▶ _INFORMATION SHOWN_
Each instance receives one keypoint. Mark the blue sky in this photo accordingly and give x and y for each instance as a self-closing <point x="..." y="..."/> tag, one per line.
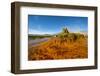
<point x="41" y="24"/>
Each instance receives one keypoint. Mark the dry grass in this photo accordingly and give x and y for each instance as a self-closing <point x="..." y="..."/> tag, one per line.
<point x="59" y="48"/>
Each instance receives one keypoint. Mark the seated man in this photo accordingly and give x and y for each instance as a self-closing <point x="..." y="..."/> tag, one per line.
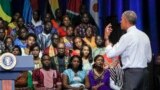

▶ _GOAL_
Count the lines of the items above that contain the string "blue". Reply with the number alone.

▶ _TASK SOLUTION_
1